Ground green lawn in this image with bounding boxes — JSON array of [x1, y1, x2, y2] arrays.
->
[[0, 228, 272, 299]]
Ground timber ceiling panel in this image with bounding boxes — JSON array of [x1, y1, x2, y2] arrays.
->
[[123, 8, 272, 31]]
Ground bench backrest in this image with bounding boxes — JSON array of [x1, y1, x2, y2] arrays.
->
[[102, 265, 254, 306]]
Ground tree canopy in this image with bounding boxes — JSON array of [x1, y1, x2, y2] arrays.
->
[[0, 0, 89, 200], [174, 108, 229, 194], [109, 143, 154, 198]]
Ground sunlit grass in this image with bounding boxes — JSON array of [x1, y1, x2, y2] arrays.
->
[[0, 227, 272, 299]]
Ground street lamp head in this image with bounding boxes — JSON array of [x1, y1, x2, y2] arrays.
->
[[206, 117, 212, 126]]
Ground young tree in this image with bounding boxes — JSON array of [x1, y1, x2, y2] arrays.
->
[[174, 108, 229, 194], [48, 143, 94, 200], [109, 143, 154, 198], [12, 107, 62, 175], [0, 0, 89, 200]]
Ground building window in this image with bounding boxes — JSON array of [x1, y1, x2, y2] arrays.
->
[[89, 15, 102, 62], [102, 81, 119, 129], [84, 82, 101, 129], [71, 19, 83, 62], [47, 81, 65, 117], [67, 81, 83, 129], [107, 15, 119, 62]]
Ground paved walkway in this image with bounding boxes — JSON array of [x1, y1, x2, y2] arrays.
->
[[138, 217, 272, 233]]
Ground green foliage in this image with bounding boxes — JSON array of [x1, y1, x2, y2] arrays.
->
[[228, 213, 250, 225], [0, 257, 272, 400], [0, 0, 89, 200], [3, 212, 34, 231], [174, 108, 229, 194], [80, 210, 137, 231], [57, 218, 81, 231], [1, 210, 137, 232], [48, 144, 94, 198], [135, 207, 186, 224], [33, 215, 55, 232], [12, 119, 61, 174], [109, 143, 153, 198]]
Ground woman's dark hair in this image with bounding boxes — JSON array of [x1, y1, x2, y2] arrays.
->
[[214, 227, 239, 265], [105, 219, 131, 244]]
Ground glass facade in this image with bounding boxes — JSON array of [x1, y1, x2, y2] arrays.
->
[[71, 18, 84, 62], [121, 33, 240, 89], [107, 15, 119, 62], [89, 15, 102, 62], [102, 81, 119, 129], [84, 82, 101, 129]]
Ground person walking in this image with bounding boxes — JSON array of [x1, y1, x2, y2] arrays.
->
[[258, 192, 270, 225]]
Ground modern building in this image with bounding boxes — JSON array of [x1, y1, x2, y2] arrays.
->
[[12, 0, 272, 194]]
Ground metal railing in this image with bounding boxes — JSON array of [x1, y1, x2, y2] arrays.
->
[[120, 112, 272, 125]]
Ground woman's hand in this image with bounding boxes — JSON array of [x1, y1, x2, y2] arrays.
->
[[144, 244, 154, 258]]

□ □ □

- SHORT TASK:
Copy every one of the lines above verbatim, without any changes.

- WRITTEN SOLUTION:
Ground green lawn in this image with bounding boxes — JSON array of [x1, y1, x2, y2] arrays.
->
[[0, 228, 272, 299]]
Ground timber ceiling panel in this image with bounding boxes — JSON array of [x1, y1, x2, y2] arrays.
->
[[123, 8, 272, 31]]
Ground bench backrest in this image with bounding boxes — JSON array of [x1, y1, x2, y2] arrays.
->
[[102, 265, 254, 306]]
Ground tree canopy in this image with bounding boxes — JSON array of [x1, y1, x2, y2] arrays.
->
[[0, 0, 89, 200], [174, 108, 229, 194], [109, 143, 154, 198]]
Ground sunlit grass in this image with bounding boxes — JSON array of [x1, y1, x2, y2] arrays.
->
[[0, 227, 272, 299]]
Ground street lamp head in this image with bounding boxes — JSON array of [x1, y1, x2, y2] arrays.
->
[[206, 117, 212, 126]]
Ground young tree in this image with bounding boxes — JSON array of [x1, y1, x2, y2] arrays.
->
[[174, 108, 229, 194], [48, 143, 94, 200], [109, 143, 154, 198], [12, 107, 62, 175], [0, 0, 89, 200]]
Ground building window in this image with bounding boxes — JSON array of [x1, y1, x2, y2] arrays.
->
[[89, 15, 102, 62], [102, 81, 119, 129], [84, 82, 101, 129], [71, 19, 83, 62], [47, 81, 65, 117], [67, 81, 83, 129], [107, 15, 119, 62]]
Ground paved walkway in this image with bounding boxes — JSON array of [x1, y1, x2, y2] arrays.
->
[[138, 217, 272, 233]]
Ground green foliage in this image with bounding boxes — JSON array of [x1, y1, x2, y2] arrays.
->
[[228, 213, 250, 225], [0, 257, 272, 400], [0, 0, 89, 200], [3, 212, 34, 231], [174, 108, 229, 194], [80, 210, 137, 231], [57, 218, 81, 231], [1, 210, 137, 232], [48, 144, 94, 198], [135, 207, 186, 224], [33, 215, 55, 232], [12, 119, 61, 174], [109, 143, 153, 198]]
Ground woman's dark hair in this image with bounding boxes — JSON array of [x1, y1, x2, y2] arrays.
->
[[214, 227, 239, 265], [105, 219, 131, 244]]
Ground glass facade in this image with bounding boxes — JSON array of [x1, y1, x2, y2] arrays.
->
[[71, 18, 84, 62], [121, 33, 240, 89], [107, 15, 119, 62], [89, 15, 102, 62], [102, 81, 119, 129], [84, 82, 101, 129]]
Ground person walking in this image with bounding boxes — JSON array of [x1, y1, x2, y2] arrays.
->
[[258, 192, 270, 225]]
Ground modern building in this image with bounding boxes — JSON array of [x1, y1, x2, y2] arrays.
->
[[12, 0, 272, 194]]
Ground metal railing in this image with bounding boxes — JSON array of [x1, y1, x2, y2] arrays.
->
[[120, 112, 272, 125]]
Ground woman's hand in this image with bounding boxes — JSON array of [x1, y1, x2, y2] arrays.
->
[[144, 244, 154, 258]]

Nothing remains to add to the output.